INPUT FOR THIS TASK start

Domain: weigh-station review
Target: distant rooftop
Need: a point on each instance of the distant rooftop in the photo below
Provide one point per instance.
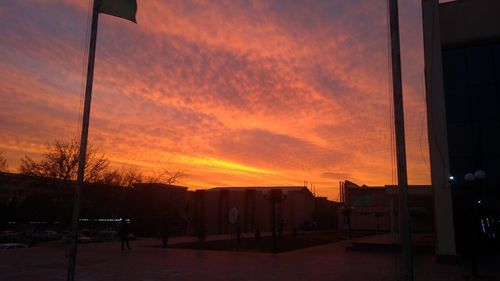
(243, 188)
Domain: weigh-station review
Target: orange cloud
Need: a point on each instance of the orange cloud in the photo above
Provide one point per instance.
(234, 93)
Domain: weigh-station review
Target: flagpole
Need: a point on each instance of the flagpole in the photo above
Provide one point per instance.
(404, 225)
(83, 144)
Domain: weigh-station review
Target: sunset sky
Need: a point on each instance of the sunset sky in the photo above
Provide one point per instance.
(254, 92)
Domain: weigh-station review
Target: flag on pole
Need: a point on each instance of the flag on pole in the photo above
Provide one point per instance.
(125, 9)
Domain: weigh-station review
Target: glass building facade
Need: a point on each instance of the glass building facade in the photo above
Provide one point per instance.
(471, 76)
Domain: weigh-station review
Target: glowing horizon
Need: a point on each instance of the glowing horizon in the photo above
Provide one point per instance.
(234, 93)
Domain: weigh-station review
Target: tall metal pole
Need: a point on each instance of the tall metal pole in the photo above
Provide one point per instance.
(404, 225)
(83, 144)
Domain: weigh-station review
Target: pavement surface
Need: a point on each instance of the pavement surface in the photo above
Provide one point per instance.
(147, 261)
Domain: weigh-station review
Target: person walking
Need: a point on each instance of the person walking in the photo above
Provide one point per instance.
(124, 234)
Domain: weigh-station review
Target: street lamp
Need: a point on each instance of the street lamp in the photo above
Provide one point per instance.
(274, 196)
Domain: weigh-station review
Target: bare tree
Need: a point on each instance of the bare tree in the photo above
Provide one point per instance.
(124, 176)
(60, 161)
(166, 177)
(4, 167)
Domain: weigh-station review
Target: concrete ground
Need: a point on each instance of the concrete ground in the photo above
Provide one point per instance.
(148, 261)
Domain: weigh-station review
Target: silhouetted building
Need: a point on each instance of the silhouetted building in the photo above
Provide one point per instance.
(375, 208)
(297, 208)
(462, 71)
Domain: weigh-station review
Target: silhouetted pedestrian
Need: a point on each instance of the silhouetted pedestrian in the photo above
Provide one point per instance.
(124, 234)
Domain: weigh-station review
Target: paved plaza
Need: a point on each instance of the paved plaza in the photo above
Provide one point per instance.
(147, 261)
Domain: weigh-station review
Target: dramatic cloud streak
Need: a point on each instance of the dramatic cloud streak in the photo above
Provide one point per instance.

INPUT FOR THIS TASK end

**CHALLENGE:** Reproduce each record above by retyping it exactly; omit all images.

**ANSWER TO THIS EXERCISE:**
Domain: weigh-station review
Target: distant rooftop
Need: a point on each instance of the distant rooftop in the photo below
Provide one point per instance.
(243, 188)
Domain: weigh-station review
Target: orange cloud
Need: a point on each instance of the orange cloud in the photo above
Provide one point per instance.
(234, 93)
Domain: weigh-station review
Target: flagpole
Need: a point on each instance of the flagpole in the photo above
Provide one point per instance.
(404, 225)
(83, 144)
Domain: weigh-station review
Target: sunset sky
Need: a point on each instance of the sunset sky in the photo above
Provide one point per instance.
(254, 92)
Domain: weigh-station review
Target: flag on pole
Need: a point on each instance of the flag on pole in the photo above
Provide one point per instance.
(125, 9)
Domain: weigh-station review
Target: glass building facade
Need: a point on each instance of the glass building facade in the photo above
Provide one point per instance.
(471, 76)
Domain: weigh-station review
Target: glowing horizon
Need: a point on each instance of the glowing horizon in the photo above
Provide one point per instance.
(234, 93)
Domain: weigh-station review
Target: tall metal pole
Need: a point on each instance of the tall metal pole in the photo above
Provide one point per instance.
(404, 225)
(83, 144)
Domain: weigh-station review
Target: pavement surface
Need: a point on each instance of the pavement surface in the photo above
Provide one point per instance.
(147, 261)
Domain: weigh-station review
Target: person walking
Need: a point on each instance of the person walking in the photo above
Provide one point per instance.
(124, 234)
Domain: weigh-station review
Target: street lamp
Need: a point on each instance of the street lamp in the photo above
Provide one point per instance.
(274, 196)
Domain: weigh-station review
Target: bare tree
Need: a point on each instance of the bare tree in the photo above
Provide one point per instance.
(124, 176)
(60, 161)
(166, 177)
(4, 167)
Domain: weigh-station review
Target: concrete ground
Need: a point on each instance of the concrete ground in the photo above
Provide one point per instance.
(148, 261)
Domain: weigh-station review
Target: silhouetted building
Need: a point on each instance of the silhouetted building in the photo above
Provide one point per instance.
(375, 208)
(297, 208)
(462, 71)
Domain: weigh-station review
Target: silhouetted pedestrian
Need: a point on each instance of the silhouetted pedestrian in the photo above
Provide one point per instance.
(124, 234)
Domain: weigh-station review
Target: paved plaza
Need: a point on each instance of the paved plaza in the photo above
Provide one point per instance.
(147, 261)
Domain: weigh-station review
Target: dramatic cloud streak
Need: a point on each instance of the dramatic cloud streak in the photo above
Provide one point per instance.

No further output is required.